■ EXERCISE GOAL
Write out every line of the records below as a numbered list. Skip the blank lines and leave out the pictures.

■ INPUT ROWS
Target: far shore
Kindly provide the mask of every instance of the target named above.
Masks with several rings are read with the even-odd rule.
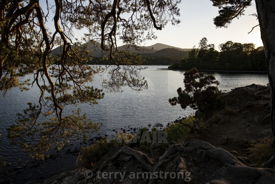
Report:
[[[158,70],[175,70],[178,71],[190,71],[191,69],[181,69],[170,68],[158,68]],[[267,71],[255,71],[254,70],[238,71],[238,70],[200,70],[198,69],[199,72],[237,72],[247,73],[267,73]]]

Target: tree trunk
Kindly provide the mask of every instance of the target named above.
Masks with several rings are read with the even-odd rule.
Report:
[[[275,1],[255,0],[270,89],[270,121],[275,136]]]

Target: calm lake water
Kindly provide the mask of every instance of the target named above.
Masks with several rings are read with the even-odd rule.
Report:
[[[153,125],[158,123],[165,126],[179,116],[194,112],[190,109],[184,110],[179,105],[172,106],[169,104],[169,98],[177,96],[177,89],[184,87],[184,72],[157,69],[167,67],[150,66],[141,71],[148,83],[147,90],[137,91],[125,88],[122,93],[105,93],[104,98],[93,106],[82,104],[82,113],[86,113],[87,117],[92,120],[103,124],[98,132],[90,136],[98,136],[99,133],[103,136],[111,135],[114,133],[112,130],[120,130],[125,126],[127,130],[129,125],[134,128],[147,127],[149,123]],[[213,75],[221,82],[220,89],[227,92],[231,89],[253,83],[266,85],[268,83],[266,73],[205,73]],[[98,83],[95,82],[95,85],[98,87]],[[19,147],[10,145],[6,128],[15,123],[15,114],[22,113],[28,107],[28,102],[37,101],[39,93],[36,86],[23,92],[15,88],[8,91],[5,99],[0,98],[0,131],[2,139],[0,155],[8,163],[18,159],[27,159],[28,156]],[[67,112],[70,110],[70,107],[67,107]]]

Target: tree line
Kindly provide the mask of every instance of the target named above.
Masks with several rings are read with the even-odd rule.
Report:
[[[252,43],[242,44],[229,41],[219,45],[220,51],[214,44],[208,44],[204,37],[199,47],[194,46],[188,53],[188,58],[168,67],[170,69],[266,71],[263,47],[255,48]]]

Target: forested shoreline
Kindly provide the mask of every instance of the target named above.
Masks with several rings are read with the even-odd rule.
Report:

■ RESULT OF THE EXERCISE
1. Target: far shore
2. Kindly provide the mask of every instance of the target named above.
3. Masks with several rings are read with the even-odd rule.
4. Report:
5. [[[158,70],[175,70],[178,71],[190,71],[191,69],[181,69],[170,68],[158,68]],[[267,71],[255,71],[254,70],[238,71],[238,70],[200,70],[198,69],[199,72],[237,72],[247,73],[267,73]]]
6. Target: tree trunk
7. Kindly provide the mask of every instance of the target named above.
8. Masks with several rings are read with the even-odd rule.
9. Report:
10. [[[275,1],[255,0],[270,89],[270,121],[275,136]]]
11. Target: calm lake water
12. Kindly provide the mask of every instance of the target named above.
13. Masks with several rings are read with the even-odd rule.
14. Report:
15. [[[153,125],[158,123],[165,126],[179,116],[194,112],[190,109],[184,110],[179,105],[172,106],[169,104],[169,98],[177,96],[177,89],[184,87],[184,72],[157,69],[167,67],[150,66],[141,71],[148,83],[147,90],[137,91],[125,88],[122,93],[105,93],[104,98],[93,106],[82,104],[82,113],[86,113],[87,117],[92,120],[103,124],[98,132],[90,136],[98,136],[99,133],[103,136],[111,135],[114,133],[112,130],[120,130],[125,126],[127,130],[129,125],[134,128],[147,127],[149,123]],[[213,75],[221,82],[220,89],[227,92],[231,89],[253,83],[266,85],[268,83],[266,73],[205,73]],[[98,83],[95,82],[95,85],[98,87]],[[19,147],[10,145],[6,128],[15,123],[15,114],[22,113],[28,107],[28,102],[37,101],[39,93],[36,86],[23,92],[15,88],[8,91],[5,99],[0,98],[0,131],[2,139],[0,155],[8,163],[18,159],[27,159],[28,156]],[[67,112],[70,110],[70,107],[67,107]]]
16. Target: tree line
17. Kindly provide the mask of every instance of the target named above.
18. Masks with several rings are read with the even-odd rule.
19. Report:
20. [[[252,43],[242,44],[229,41],[219,45],[220,51],[214,44],[208,44],[204,37],[199,47],[194,46],[188,53],[188,58],[168,67],[170,69],[266,71],[263,47],[255,48]]]
21. Target: forested shoreline
22. Kindly provide the mask of every instance of the target named above.
23. Masks with several rings are read with the even-odd rule.
24. Report:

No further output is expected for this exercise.